▸ Dokumen
○ ○ ○

MK Sebut Politik Uang Bisa Dikurangi dengan Penegakan Hukum hingga Pembubaran Parpol

JAKARTA, – Mahkamah Konstitusi (MK) menegaskan bahwa sistem pemilu legislatif (pileg) proporsional daftar calon terbuka yang saat ini berlaku di Indonesia bukan penyebab politik uang.

Mahkamah dalam putusannya menilai bahwa untuk menumpas politik uang dalam kompetisi elektoral, setidaknya ada tiga cara yang perlu dilakukan secara simultan.

Pertama, penegakan hukum secara tegas, termasuk pembubaran partai politik (parpol).

“Bahkan untuk efek jera, partai politik yang terbukti membiarkan berkembangnya praktik politik uang dapat dijadikan alasan oleh pemerintah untuk mengajukan permohonan pembubaran partai politik yang bersangkutan,” kata Wakil Ketua MK, Saldi Isra saat membacakan bagian pertimbangan putusan perkara nomor 114/PUU-XX/2022, Kamis (15/6/2023).

○ ○ ○

▸ Tugas yang Diberikan 1
Tampilkan bagian artikel tentang politik uang dari "MK Sebut Politik" sampai "penyebab politik uang." tanpa mengubah satu kata pun.

▸ Data Latihan

○ ○ ○

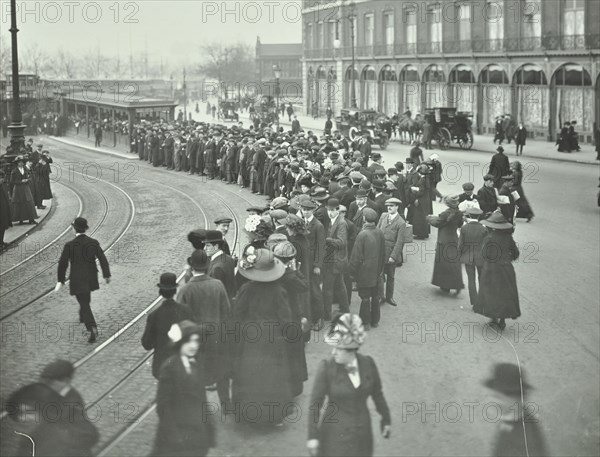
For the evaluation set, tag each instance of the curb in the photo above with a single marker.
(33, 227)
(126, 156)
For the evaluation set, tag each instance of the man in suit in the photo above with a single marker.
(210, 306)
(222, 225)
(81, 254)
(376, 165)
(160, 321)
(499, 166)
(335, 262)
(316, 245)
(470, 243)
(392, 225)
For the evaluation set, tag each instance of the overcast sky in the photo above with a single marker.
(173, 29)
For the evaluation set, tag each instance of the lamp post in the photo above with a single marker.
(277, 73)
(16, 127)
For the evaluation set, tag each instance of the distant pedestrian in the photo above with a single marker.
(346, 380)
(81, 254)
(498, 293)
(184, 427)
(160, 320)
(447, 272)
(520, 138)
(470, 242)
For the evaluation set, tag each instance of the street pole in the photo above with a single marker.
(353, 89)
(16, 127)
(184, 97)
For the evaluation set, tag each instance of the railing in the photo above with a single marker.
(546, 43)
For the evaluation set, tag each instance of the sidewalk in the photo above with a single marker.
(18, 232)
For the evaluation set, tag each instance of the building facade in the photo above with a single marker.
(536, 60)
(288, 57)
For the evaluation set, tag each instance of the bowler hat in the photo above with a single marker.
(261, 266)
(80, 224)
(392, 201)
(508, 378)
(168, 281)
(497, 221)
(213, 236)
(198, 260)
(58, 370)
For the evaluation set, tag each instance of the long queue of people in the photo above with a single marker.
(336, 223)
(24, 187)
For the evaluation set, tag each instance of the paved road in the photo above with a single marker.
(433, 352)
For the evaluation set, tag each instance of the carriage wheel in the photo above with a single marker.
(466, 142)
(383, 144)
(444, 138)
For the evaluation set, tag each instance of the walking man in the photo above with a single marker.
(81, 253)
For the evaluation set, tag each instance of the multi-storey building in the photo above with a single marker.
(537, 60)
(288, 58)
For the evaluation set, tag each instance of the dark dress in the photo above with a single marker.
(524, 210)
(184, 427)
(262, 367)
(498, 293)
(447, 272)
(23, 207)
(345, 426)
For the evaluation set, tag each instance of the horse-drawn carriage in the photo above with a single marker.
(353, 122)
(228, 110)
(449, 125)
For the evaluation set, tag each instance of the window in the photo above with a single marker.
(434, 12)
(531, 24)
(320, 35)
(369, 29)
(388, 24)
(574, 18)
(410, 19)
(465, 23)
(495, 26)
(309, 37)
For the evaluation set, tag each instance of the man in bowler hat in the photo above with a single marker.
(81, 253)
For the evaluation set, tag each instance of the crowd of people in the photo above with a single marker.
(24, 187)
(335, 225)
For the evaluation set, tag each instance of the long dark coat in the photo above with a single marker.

○ ○ ○

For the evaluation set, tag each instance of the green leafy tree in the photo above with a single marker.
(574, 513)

○ ○ ○

▸ Tugas yang Diberikan 2
Saring baris-baris di atas dan tuliskan kembali setiap baris yang memuat kata "building".

▸ Jawaban Akhir 1
MK Sebut Politik Uang Bisa Dikurangi dengan Penegakan Hukum hingga Pembubaran Parpol

JAKARTA, – Mahkamah Konstitusi (MK) menegaskan bahwa sistem pemilu legislatif (pileg) proporsional daftar calon terbuka yang saat ini berlaku di Indonesia bukan penyebab politik uang.

▸ Jawaban Akhir 2
For the evaluation set, tag each instance of the building facade in the photo above with a single marker.
For the evaluation set, tag each instance of the multi-storey building in the photo above with a single marker.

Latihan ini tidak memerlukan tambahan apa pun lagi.